## What this task involves
Return only the tail of the data below, word for word: the line with "Query: white bread slice" and each line after it through the final one.
☆ ☆ ☆ ☆ ☆
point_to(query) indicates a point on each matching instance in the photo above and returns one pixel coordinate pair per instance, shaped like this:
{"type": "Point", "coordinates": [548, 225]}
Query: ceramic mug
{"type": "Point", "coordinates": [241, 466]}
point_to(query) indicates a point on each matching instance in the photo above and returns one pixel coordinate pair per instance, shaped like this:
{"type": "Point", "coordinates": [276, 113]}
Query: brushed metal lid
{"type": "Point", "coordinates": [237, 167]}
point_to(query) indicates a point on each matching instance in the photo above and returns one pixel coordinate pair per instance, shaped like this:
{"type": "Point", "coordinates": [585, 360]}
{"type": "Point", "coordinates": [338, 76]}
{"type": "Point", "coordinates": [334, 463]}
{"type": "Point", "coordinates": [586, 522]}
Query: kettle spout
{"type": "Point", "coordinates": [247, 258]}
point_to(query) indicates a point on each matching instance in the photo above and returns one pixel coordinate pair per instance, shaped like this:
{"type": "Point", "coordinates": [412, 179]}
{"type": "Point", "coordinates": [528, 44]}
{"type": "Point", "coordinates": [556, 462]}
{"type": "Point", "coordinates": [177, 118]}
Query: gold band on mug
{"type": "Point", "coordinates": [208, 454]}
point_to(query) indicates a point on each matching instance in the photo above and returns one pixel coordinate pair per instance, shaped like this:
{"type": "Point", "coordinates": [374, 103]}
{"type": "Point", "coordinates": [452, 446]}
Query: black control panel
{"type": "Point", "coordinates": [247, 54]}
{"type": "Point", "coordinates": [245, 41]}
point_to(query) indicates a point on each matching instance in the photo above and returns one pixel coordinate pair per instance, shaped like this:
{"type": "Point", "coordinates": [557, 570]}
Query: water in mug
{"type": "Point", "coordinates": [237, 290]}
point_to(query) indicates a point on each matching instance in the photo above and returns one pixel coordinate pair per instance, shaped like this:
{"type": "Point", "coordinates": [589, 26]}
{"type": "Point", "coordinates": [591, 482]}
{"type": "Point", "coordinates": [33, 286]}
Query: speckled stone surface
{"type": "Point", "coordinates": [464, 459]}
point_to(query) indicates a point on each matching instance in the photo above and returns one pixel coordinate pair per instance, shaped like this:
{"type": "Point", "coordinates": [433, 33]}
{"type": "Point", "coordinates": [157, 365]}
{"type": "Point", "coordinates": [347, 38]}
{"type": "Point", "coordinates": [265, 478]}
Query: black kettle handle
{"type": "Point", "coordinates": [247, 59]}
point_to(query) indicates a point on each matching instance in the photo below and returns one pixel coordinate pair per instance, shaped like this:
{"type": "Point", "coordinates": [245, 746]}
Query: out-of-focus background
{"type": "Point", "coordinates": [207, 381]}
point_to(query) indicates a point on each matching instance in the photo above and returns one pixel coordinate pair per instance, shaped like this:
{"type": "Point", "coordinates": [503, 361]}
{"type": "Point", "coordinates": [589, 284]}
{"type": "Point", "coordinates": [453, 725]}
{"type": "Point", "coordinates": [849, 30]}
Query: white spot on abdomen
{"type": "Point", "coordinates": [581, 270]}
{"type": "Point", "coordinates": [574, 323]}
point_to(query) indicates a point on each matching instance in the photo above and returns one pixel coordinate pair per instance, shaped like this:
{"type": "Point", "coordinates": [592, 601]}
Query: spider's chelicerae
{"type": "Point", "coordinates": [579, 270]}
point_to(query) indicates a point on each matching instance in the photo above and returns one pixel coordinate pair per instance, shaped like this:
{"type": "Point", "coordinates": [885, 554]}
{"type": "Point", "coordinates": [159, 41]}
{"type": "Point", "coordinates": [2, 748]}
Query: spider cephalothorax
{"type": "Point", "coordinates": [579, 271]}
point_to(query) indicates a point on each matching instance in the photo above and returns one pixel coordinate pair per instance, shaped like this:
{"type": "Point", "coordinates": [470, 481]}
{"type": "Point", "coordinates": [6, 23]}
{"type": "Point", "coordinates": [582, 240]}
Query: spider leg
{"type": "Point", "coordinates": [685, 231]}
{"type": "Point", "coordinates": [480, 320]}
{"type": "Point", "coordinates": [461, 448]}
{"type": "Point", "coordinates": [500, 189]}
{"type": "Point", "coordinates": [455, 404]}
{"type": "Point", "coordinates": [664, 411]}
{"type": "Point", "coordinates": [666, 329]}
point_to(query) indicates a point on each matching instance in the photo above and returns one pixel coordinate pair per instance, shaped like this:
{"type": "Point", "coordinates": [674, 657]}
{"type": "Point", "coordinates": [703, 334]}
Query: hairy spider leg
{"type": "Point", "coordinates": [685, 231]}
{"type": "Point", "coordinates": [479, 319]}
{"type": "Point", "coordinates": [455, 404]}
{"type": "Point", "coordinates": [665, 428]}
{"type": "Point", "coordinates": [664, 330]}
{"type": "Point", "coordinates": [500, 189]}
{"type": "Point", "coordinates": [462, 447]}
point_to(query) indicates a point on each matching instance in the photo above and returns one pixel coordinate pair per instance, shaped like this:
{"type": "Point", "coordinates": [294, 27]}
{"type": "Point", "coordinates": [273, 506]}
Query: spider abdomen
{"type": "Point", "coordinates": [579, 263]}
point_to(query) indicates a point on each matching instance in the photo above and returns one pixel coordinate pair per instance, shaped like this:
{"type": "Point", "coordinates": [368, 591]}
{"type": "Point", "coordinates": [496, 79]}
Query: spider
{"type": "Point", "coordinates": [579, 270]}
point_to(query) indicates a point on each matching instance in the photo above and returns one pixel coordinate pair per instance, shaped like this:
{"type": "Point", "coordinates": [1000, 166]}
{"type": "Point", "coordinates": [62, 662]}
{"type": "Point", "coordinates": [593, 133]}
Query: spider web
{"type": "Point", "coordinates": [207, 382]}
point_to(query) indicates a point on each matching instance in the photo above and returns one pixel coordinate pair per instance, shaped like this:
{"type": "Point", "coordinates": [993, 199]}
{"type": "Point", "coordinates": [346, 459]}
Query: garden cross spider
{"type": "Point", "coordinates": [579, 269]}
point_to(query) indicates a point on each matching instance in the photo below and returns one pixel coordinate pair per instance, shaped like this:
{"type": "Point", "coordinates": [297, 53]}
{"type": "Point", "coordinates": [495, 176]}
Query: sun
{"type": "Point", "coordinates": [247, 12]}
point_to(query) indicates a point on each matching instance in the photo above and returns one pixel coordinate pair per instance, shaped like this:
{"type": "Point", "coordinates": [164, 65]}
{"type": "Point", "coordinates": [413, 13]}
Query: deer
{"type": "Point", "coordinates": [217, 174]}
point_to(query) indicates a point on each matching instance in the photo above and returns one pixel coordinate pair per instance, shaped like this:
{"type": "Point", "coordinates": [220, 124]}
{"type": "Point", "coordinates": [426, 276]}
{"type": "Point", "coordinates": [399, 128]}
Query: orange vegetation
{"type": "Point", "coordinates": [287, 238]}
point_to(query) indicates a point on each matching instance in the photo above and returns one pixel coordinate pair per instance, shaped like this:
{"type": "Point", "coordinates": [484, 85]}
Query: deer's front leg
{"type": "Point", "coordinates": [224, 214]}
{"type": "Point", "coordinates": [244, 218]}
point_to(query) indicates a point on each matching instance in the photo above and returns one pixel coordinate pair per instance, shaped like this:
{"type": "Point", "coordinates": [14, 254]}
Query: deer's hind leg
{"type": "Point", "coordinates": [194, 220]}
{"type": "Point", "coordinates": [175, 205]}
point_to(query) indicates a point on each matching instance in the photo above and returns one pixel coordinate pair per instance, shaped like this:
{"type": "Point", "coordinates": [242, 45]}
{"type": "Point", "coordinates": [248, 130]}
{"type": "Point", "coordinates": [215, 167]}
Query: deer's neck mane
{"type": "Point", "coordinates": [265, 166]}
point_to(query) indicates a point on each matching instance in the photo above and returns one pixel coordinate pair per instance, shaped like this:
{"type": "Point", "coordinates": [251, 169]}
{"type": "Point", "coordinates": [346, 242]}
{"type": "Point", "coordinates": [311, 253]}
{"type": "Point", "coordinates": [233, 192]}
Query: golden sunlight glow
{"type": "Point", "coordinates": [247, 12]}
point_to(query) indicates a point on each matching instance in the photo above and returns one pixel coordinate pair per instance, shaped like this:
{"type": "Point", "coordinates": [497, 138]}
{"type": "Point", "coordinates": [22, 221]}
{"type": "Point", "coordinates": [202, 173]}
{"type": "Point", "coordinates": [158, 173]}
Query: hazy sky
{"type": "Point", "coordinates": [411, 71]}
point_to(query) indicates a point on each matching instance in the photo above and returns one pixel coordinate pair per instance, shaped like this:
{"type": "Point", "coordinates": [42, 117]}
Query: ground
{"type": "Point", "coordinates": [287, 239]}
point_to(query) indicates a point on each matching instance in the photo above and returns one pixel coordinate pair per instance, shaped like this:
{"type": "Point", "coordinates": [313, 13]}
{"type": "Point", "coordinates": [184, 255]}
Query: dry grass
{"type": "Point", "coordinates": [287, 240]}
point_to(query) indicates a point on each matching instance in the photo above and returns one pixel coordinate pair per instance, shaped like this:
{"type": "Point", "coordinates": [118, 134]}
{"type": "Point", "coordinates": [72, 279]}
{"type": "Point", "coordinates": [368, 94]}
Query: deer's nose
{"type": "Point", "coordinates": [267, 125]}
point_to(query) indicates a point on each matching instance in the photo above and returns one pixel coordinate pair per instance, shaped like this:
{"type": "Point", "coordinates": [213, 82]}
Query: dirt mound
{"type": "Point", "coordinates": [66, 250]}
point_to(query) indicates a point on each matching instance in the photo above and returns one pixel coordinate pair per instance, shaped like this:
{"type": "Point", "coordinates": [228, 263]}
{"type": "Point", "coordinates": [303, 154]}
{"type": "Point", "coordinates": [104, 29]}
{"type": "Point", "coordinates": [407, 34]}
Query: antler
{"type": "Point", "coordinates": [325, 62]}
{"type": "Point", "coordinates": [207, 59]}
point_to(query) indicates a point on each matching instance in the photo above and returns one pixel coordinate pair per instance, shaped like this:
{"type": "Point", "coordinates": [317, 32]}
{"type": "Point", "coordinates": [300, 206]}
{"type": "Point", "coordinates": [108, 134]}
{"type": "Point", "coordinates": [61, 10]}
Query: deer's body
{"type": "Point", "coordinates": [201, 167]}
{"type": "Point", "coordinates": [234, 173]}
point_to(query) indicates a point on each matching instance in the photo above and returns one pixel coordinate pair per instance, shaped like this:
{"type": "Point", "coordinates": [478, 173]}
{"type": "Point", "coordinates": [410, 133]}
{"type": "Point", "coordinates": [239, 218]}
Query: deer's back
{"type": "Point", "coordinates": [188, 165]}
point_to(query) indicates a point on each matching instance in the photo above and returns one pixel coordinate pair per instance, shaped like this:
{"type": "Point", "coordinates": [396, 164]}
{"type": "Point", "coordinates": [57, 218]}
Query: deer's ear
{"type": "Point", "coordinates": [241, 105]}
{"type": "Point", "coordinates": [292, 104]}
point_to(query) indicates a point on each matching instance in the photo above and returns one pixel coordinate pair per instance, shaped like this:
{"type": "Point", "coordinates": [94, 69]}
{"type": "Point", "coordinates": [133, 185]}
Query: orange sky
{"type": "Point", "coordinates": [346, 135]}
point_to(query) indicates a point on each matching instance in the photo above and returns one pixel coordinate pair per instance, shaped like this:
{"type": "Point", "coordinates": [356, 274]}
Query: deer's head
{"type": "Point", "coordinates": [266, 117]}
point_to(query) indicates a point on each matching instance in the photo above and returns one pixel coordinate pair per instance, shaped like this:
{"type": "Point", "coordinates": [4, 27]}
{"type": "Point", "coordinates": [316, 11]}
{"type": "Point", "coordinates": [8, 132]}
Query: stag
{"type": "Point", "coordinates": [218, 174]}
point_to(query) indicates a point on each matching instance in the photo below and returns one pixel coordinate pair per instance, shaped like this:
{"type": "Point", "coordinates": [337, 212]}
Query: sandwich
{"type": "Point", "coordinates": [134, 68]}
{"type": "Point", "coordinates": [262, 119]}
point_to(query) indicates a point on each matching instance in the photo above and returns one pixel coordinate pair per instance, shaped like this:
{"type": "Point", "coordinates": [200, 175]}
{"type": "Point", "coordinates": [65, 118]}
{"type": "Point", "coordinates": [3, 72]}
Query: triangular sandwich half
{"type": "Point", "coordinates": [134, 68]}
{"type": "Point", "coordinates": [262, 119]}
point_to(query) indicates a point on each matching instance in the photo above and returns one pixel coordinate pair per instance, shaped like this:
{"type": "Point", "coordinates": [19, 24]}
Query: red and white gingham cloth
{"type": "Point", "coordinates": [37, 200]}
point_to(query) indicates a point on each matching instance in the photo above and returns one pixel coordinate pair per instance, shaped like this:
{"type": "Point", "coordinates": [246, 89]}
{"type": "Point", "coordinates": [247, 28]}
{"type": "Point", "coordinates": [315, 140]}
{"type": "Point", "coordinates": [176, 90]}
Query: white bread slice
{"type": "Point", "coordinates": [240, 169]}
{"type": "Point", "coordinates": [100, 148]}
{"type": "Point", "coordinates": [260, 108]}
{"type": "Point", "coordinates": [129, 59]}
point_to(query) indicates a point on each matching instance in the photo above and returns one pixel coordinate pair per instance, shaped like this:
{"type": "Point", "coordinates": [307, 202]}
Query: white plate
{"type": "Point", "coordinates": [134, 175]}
☆ ☆ ☆ ☆ ☆
## Solved problem
Query: white bread slice
{"type": "Point", "coordinates": [240, 169]}
{"type": "Point", "coordinates": [100, 148]}
{"type": "Point", "coordinates": [260, 108]}
{"type": "Point", "coordinates": [129, 59]}
point_to(query) indicates a point on each matching instance in the photo above and returns one pixel coordinate pair per instance, shaped like this:
{"type": "Point", "coordinates": [307, 202]}
Query: white plate
{"type": "Point", "coordinates": [134, 175]}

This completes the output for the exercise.